----- 提示本文 -----

令和7年4月号 温泉と健康
先日,県医師会で県民健康セミナーを開催しました。鹿児島大学大学院 リハビリテーション医学 教授の下堂薗恵先生,宮崎大学医学部 精神医学分野 教授の平野羊嗣先生に温泉と健康・睡眠などについての講演をお願いし,多数の県民に聴講していただき好評でした。
温泉の定義は「温度が25℃以上である,もしくはある物質が決まった以上含まれていること」であり,含まれている物質により単純泉,塩化物泉,二酸化炭素泉等々に分類され,浴用・飲用があります。温泉の効用については物理的作用として「温熱作用:血流改善で鎮痛作用,新陳代謝が活発化」「浮力作用:体重が軽くなり筋肉や関節の負荷が軽減」「静水圧作用:水圧によりむくみを解消」。科学的作用として「溶けている化学物質が皮膚や口から吸収される」「塩素イオンは殺菌作用で傷に効果」「含鉄泉は飲用により貧血に効果」「成分が肌に付き冷め難くなり冷え性に効果」「リンパ球やNK細胞の活性化で免疫機能アップ」。

----- 表示データ -----

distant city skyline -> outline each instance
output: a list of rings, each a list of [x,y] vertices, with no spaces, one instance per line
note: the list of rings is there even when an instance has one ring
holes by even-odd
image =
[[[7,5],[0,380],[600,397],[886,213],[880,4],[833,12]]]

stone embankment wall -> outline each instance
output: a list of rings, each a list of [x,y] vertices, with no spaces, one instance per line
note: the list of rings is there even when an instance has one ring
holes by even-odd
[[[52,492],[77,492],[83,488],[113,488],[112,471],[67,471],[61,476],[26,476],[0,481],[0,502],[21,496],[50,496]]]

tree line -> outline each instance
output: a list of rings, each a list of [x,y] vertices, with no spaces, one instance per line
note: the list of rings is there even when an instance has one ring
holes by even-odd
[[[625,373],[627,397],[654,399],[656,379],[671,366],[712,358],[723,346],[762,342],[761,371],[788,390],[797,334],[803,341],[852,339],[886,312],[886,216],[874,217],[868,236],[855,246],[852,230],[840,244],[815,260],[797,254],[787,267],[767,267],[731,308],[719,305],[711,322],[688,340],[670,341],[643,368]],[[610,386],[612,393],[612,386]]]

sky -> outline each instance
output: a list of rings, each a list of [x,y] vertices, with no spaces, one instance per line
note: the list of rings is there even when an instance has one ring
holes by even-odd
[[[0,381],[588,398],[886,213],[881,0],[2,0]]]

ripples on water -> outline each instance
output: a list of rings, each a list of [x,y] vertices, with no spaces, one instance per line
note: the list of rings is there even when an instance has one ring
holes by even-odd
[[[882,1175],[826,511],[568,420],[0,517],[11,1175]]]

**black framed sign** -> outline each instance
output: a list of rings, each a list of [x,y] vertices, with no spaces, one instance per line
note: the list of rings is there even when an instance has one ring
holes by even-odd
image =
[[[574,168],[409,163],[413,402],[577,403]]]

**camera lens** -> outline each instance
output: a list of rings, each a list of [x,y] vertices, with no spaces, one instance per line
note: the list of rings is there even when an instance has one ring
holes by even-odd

-----

## [課題の要件]
1) 温泉と健康の記事では、静水圧作用によってどのような効果が得られるとされていますか。
2) 温泉と健康の記事から、「温泉の定義は「温度が25℃以」を含む語句で始まり「の活性化で免疫機能アップ」。」で終わる部分を一字一句そのまま書き写してください。
3) 温泉と健康の記事によると、温泉が冷え性に効果があるのはなぜですか。1〜3文で説明してください。

## [解答一覧]
1) 水圧によりむくみが解消されます。

2)
温泉の定義は「温度が25℃以上である,もしくはある物質が決まった以上含まれていること」であり,含まれている物質により単純泉,塩化物泉,二酸化炭素泉等々に分類され,浴用・飲用があります。温泉の効用については物理的作用として「温熱作用:血流改善で鎮痛作用,新陳代謝が活発化」「浮力作用:体重が軽くなり筋肉や関節の負荷が軽減」「静水圧作用:水圧によりむくみを解消」。科学的作用として「溶けている化学物質が皮膚や口から吸収される」「塩素イオンは殺菌作用で傷に効果」「含鉄泉は飲用により貧血に効果」「成分が肌に付き冷め難くなり冷え性に効果」「リンパ球やNK細胞の活性化で免疫機能アップ」。

3) 温泉の成分が肌に付くことで冷めにくくなるためです。